Extrait du document —
▼▼▼

Sauf, bien sûr, pour un tout petit détail : les mêmes architectes de la haine, ceux qui ont envoyé des centaines de milliers de personnes à la mort via les ondes de la Radio Télévision Libre des Mille Collines (RTLM), ont trouvé du travail rémunéré dans les hautes sphères du journalisme international.
Parmi eux, Vénuste Nshimiyimana — l’un des intellectuels à l’origine de la RTLM — qui, par la suite, a animé les ondes de la British Broadcasting Corporation (BBC) et de la Voice of America (VOA).
Conçue au départ comme un outil politique pour contrer les menaces perçues au début des années 1990, la RTLM s’est transformée en un véritable porte-voix du génocide contre les Tutsi.
Derrière sa création se trouvait une coalition sinistre de journalistes, d’élites politiques, de magnats des affaires et de propagandistes, qui ont consciemment utilisé les médias pour inciter au massacre de masse.
Il est essentiel de revenir sur les origines de la RTLM, sur les témoignages accablants révélés au fil des décennies de procès, et sur les conséquences durables de l’indifférence internationale envers ses architectes, dont certains ont continué à occuper des postes respectables au sein des grands médias mondiaux.
La Genèse de la RTLM et les Hommes Derrière sa Création
Retracer les origines de la RTLM revient à suivre les traces des architectes du génocide contre les Tutsi au Rwanda.

▲▲▲

Matériel présenté —
▼▼▼

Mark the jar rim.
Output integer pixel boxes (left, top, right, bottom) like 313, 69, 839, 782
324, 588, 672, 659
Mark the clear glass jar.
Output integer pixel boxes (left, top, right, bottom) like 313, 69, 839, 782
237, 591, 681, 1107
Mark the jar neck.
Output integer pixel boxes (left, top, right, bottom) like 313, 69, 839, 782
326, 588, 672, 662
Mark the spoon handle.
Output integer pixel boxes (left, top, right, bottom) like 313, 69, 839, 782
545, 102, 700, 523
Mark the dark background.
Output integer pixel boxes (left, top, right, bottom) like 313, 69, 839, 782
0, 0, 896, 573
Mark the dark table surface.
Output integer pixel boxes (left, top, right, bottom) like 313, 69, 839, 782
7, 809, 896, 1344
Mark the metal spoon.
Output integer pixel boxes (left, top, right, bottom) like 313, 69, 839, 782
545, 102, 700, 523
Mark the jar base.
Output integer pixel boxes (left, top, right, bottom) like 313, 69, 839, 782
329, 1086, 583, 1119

▲▲▲
▼▼▼

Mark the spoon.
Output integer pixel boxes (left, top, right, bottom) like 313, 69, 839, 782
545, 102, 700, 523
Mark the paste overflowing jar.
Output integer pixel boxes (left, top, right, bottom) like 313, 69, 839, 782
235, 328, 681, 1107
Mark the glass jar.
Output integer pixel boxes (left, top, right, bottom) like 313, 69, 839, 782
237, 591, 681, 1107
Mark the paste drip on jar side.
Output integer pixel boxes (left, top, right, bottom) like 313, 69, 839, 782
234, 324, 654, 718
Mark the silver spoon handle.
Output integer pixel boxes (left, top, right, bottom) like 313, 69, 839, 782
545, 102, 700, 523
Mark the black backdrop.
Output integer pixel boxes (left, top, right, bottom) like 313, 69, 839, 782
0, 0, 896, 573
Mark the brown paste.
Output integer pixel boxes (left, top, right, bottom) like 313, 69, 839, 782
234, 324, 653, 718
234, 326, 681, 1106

▲▲▲
▼▼▼

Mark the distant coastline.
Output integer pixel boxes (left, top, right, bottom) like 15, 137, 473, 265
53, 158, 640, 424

▲▲▲

Consigne —
Recopiez fidèlement le passage du texte sur la RTLM qui commence par « Derrière sa création se » et se poursuit jusqu'à « massacre de masse. ».

Réponse au problème —
Derrière sa création se trouvait une coalition sinistre de journalistes, d’élites politiques, de magnats des affaires et de propagandistes, qui ont consciemment utilisé les médias pour inciter au massacre de masse.